What you need to do - Pictures stay out of the copy. Repeat exactly the lines from the first entry below through the line that contains "Target: building window", and nothing beyond.

Material provided -

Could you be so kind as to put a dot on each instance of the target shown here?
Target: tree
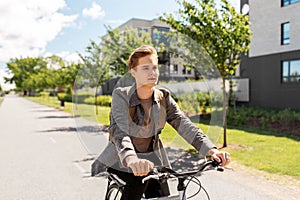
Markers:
(23, 70)
(220, 30)
(95, 68)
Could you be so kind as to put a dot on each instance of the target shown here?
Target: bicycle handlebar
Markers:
(165, 173)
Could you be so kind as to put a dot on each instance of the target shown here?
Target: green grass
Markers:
(264, 150)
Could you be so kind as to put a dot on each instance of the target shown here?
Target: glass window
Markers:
(291, 71)
(285, 33)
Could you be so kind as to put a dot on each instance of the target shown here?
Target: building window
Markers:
(184, 70)
(285, 33)
(288, 2)
(290, 71)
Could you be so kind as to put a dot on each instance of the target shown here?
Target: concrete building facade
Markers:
(273, 62)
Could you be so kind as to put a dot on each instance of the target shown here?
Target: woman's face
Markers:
(146, 72)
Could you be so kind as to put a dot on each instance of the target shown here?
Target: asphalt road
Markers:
(45, 154)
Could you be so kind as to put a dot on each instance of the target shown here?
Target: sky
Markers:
(31, 28)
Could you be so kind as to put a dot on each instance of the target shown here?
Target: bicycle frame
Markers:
(181, 186)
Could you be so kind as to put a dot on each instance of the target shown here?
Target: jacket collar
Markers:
(133, 97)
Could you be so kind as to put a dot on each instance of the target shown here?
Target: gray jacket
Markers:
(125, 122)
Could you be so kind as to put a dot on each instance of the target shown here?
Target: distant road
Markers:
(42, 158)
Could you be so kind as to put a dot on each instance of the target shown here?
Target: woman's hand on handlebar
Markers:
(220, 156)
(139, 167)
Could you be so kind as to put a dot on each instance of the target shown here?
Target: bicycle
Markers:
(116, 185)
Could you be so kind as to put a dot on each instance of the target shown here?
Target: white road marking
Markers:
(52, 140)
(79, 167)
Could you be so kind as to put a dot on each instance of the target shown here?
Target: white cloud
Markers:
(26, 26)
(67, 56)
(95, 12)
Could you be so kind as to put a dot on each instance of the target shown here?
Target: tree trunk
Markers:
(96, 99)
(224, 114)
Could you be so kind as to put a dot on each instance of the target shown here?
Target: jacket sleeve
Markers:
(185, 127)
(119, 125)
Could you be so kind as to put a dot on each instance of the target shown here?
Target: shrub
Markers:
(61, 96)
(102, 100)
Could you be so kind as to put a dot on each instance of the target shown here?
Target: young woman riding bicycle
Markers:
(138, 114)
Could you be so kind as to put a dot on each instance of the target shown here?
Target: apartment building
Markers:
(273, 61)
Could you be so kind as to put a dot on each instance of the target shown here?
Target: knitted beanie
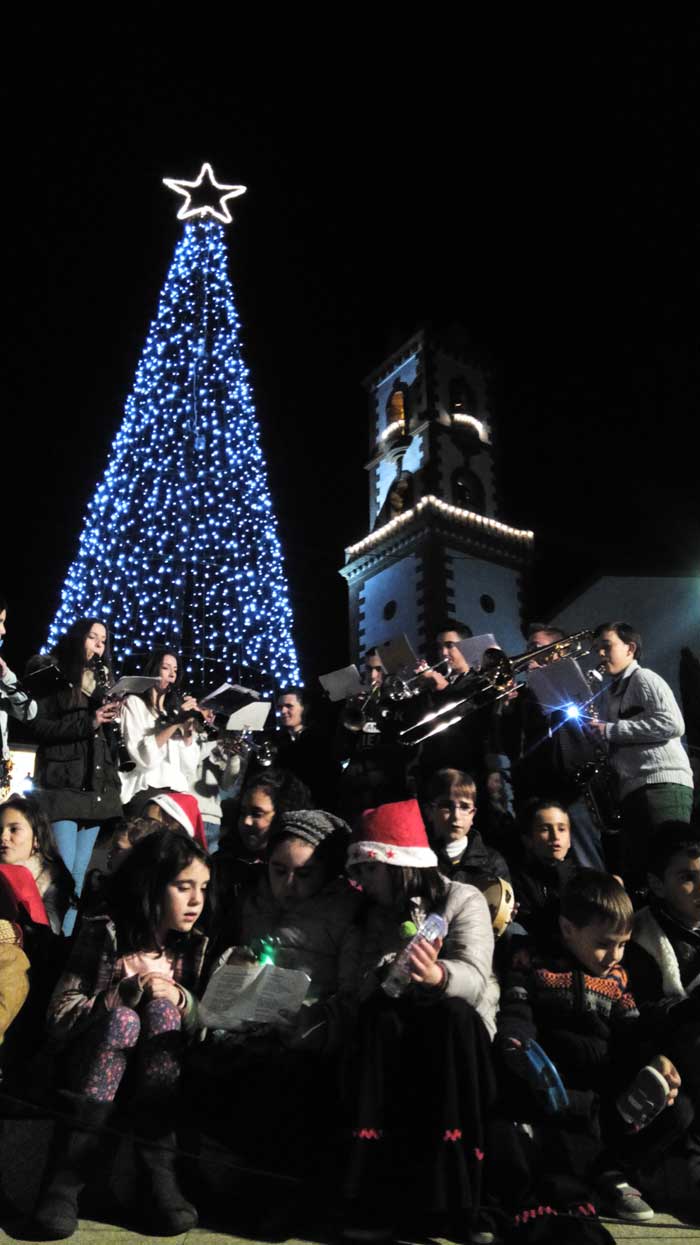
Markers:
(310, 824)
(394, 834)
(186, 811)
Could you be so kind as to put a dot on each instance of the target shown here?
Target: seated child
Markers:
(450, 809)
(571, 995)
(14, 964)
(664, 963)
(546, 867)
(419, 1076)
(128, 999)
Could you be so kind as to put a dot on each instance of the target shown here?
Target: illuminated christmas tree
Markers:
(179, 544)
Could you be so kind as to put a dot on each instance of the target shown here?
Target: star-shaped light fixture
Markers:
(209, 189)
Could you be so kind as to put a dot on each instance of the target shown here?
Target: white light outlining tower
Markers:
(436, 547)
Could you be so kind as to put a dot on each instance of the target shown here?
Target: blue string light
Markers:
(181, 537)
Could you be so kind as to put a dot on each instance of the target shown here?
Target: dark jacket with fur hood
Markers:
(76, 773)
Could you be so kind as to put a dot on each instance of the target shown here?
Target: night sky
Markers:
(537, 186)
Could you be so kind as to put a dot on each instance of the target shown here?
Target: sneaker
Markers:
(622, 1202)
(482, 1236)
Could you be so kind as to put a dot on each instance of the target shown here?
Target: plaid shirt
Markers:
(89, 987)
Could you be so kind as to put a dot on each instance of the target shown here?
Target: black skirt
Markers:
(419, 1085)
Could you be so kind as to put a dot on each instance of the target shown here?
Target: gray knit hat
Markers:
(310, 824)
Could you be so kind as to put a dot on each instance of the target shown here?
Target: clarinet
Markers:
(597, 779)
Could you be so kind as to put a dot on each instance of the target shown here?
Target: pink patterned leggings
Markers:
(153, 1033)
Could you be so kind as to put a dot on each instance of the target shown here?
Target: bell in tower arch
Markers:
(467, 489)
(396, 407)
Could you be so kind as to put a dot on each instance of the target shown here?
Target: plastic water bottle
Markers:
(399, 976)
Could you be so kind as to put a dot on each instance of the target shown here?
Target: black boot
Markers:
(75, 1152)
(168, 1212)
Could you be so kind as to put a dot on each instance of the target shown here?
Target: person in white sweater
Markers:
(642, 725)
(166, 756)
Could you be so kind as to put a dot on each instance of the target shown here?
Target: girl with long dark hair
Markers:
(128, 997)
(26, 839)
(76, 773)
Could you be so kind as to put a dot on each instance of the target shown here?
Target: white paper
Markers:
(343, 684)
(229, 687)
(473, 648)
(254, 994)
(133, 685)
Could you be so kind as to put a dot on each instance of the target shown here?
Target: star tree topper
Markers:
(207, 186)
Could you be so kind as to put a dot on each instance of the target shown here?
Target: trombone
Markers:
(491, 684)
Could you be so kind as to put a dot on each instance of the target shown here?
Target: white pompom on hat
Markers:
(392, 834)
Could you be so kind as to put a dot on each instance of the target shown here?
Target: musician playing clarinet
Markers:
(465, 745)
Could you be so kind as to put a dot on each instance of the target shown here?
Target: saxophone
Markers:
(112, 730)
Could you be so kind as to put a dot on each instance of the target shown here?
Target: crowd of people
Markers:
(454, 986)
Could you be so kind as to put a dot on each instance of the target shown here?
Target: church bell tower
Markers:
(435, 547)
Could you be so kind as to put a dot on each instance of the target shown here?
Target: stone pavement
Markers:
(23, 1149)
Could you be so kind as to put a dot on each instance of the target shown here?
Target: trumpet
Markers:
(360, 712)
(397, 689)
(491, 684)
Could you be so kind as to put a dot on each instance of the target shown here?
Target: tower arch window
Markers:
(467, 489)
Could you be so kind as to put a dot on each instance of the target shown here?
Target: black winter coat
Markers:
(76, 772)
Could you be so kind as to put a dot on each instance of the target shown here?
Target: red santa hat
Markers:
(186, 811)
(394, 834)
(18, 887)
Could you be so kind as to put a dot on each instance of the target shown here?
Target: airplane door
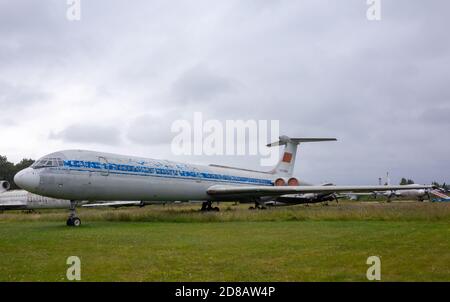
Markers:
(104, 166)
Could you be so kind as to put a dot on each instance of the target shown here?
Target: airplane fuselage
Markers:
(88, 175)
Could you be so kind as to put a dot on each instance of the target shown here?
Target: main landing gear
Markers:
(207, 207)
(73, 220)
(258, 206)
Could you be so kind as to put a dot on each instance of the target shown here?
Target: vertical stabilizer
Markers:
(285, 166)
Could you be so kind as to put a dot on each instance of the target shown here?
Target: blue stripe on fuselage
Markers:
(160, 172)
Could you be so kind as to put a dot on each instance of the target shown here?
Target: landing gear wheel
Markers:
(73, 221)
(76, 222)
(207, 207)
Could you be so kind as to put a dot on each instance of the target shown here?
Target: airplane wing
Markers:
(114, 204)
(13, 206)
(259, 191)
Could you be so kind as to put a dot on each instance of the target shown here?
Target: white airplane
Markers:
(87, 175)
(23, 200)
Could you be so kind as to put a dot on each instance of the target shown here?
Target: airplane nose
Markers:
(27, 179)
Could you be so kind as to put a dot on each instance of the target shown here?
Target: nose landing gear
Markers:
(73, 220)
(207, 207)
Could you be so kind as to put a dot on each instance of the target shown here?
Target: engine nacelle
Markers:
(4, 186)
(293, 182)
(280, 182)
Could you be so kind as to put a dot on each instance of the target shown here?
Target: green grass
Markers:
(177, 244)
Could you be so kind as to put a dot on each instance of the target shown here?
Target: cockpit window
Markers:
(48, 163)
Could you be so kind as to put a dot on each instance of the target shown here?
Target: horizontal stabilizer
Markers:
(284, 140)
(241, 191)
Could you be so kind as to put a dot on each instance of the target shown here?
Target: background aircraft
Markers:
(89, 175)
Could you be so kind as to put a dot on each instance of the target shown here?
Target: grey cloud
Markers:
(200, 84)
(151, 129)
(18, 96)
(92, 134)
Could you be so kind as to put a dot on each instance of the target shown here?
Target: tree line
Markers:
(9, 169)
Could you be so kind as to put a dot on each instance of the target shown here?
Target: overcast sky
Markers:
(115, 80)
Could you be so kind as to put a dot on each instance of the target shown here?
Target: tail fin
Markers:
(285, 166)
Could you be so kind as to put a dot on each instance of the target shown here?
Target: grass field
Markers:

Answer space -
Could you be so kind as to put a dot on each instance of the target shown here?
Target: tree
Markers:
(23, 70)
(220, 30)
(95, 68)
Could you be so kind as to put a dot on each instance of the target shown here?
Target: bicycle handlebar
Markers:
(165, 173)
Could you be so kind as to put a dot on each instance of the target shown here?
Target: green grass
Markers:
(264, 150)
Could you be so kind as to put a dot on each instance of the target shown here?
Target: glass window
Markers:
(291, 71)
(285, 33)
Could you be so kind as to put a dot on each instance of the target shown here?
Target: building window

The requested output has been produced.